Set exercise 1
Reproduce the entries verbatim, from their first line through the line that contains "top-left (17, 144), bottom-right (26, 216)", with both ends included.
-- Text block start --
Kathleen C. Passidomo (born May 19, 1953) is an American lawyer and politician serving in the Florida Senate. A Republican, she has represented the 28th district, which includes Collier, Hendry, and part of Lee County in Southwest Florida, since 2016. She previously served three terms in the Florida House of Representatives, representing the Naples area from 2010 to 2016. She served as majority leader from 2018 to 2020.

Early life and legal career
Passidomo was born in Jersey City, New Jersey, and attended Trinity Washington University in Washington, D.C., graduating with a Bachelor's degree in 1975, and later graduated from the Stetson University College of Law with a J.D. degree in 1978 after moving to the state of Florida in 1976. She has resided in Naples since 1979. She entered into private law practice and is a founding partner of the law firm of Kelly, Passidomo & Alba LLP.

Florida House of Representatives
In 2010, when incumbent Republican State Representative Tom Grady declined to seek another term in the legislature, Passidomo ran to succeed him in the 76th District, which stretched from Naples Park to Chokoloskee on the western coast of Collier County. She won both the Republican primary and the general election entirely unopposed.

Following the reconfiguration of legislative districts in 2012, Passidomo was moved into the 106th District, which included most of the territory that she had previously represented in Collier County. In the Republican primary, she was opposed by David Bolduc, whom she easily defeated with 73% of the vote. Advancing to the general election, Passidomo faced Libertarian candidate Peter Richter, whom she defeated in a landslide, winning her second term in the legislature with 79% of the vote.
-- Text block end --
-- Source data start --
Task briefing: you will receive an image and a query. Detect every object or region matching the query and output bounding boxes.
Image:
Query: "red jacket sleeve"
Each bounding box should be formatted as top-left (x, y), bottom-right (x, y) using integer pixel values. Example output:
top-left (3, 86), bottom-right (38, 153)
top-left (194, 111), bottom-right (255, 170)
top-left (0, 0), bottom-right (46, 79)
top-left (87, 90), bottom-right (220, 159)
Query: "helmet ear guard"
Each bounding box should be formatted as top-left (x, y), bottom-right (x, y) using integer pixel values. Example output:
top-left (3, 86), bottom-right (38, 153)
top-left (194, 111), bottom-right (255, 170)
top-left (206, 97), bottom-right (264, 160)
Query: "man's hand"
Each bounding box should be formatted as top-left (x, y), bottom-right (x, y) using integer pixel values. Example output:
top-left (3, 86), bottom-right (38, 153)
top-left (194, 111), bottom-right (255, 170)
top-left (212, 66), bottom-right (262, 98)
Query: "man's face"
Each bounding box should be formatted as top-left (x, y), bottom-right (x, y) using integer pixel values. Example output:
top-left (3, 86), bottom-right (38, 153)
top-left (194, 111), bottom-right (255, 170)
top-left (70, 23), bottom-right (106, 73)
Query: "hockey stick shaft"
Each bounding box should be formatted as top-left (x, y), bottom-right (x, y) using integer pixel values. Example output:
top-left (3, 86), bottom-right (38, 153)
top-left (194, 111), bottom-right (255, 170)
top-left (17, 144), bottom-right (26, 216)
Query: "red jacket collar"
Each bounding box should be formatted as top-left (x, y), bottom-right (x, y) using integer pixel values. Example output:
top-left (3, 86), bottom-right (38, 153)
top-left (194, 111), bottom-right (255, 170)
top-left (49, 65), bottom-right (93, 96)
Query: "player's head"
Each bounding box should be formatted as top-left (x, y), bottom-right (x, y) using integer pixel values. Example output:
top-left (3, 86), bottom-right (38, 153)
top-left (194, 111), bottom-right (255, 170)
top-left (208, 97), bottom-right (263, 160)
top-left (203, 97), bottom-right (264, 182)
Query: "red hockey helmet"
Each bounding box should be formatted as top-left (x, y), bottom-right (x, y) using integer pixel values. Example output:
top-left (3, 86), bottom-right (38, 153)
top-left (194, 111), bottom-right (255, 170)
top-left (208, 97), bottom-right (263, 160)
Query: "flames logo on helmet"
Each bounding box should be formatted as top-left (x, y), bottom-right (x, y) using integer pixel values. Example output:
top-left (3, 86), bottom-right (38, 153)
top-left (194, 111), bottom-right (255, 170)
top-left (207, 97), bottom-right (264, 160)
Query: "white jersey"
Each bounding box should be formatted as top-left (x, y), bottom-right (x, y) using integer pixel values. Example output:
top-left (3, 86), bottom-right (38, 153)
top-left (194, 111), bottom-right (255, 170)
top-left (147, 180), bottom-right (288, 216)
-- Source data end --
Set exercise 2
Rewrite the part of the Kathleen Passidomo biography that opens with the words "Kathleen C. Passidomo" and closes with "2018 to 2020.", putting "Naples region" in place of "Naples area".

Response 1
Task briefing: you will receive an image and a query. Detect every object or region matching the query and output bounding boxes.
Image:
Query: "red jacket sleeve"
Each bounding box should be formatted as top-left (x, y), bottom-right (x, y) using integer pixel values. Example output:
top-left (3, 86), bottom-right (38, 153)
top-left (194, 111), bottom-right (255, 170)
top-left (0, 0), bottom-right (46, 79)
top-left (87, 90), bottom-right (220, 159)
Query: "helmet ear guard"
Each bounding box should be formatted as top-left (x, y), bottom-right (x, y) using integer pixel values. Example output:
top-left (3, 86), bottom-right (38, 153)
top-left (194, 111), bottom-right (255, 170)
top-left (206, 97), bottom-right (264, 160)
Query: "man's hand"
Each bounding box should be formatted as top-left (x, y), bottom-right (x, y) using integer pixel values. Example output:
top-left (3, 86), bottom-right (38, 153)
top-left (194, 111), bottom-right (255, 170)
top-left (212, 66), bottom-right (262, 98)
Query: "man's face"
Each bounding box should be formatted as top-left (x, y), bottom-right (x, y) using integer pixel values. Example output:
top-left (3, 86), bottom-right (38, 153)
top-left (194, 111), bottom-right (255, 170)
top-left (70, 23), bottom-right (106, 73)
Query: "hockey stick shaft"
Each bounding box should be formatted as top-left (x, y), bottom-right (x, y) using integer pixel values. Example output:
top-left (3, 86), bottom-right (38, 153)
top-left (194, 111), bottom-right (255, 170)
top-left (17, 144), bottom-right (26, 216)

Response 2
Kathleen C. Passidomo (born May 19, 1953) is an American lawyer and politician serving in the Florida Senate. A Republican, she has represented the 28th district, which includes Collier, Hendry, and part of Lee County in Southwest Florida, since 2016. She previously served three terms in the Florida House of Representatives, representing the Naples region from 2010 to 2016. She served as majority leader from 2018 to 2020.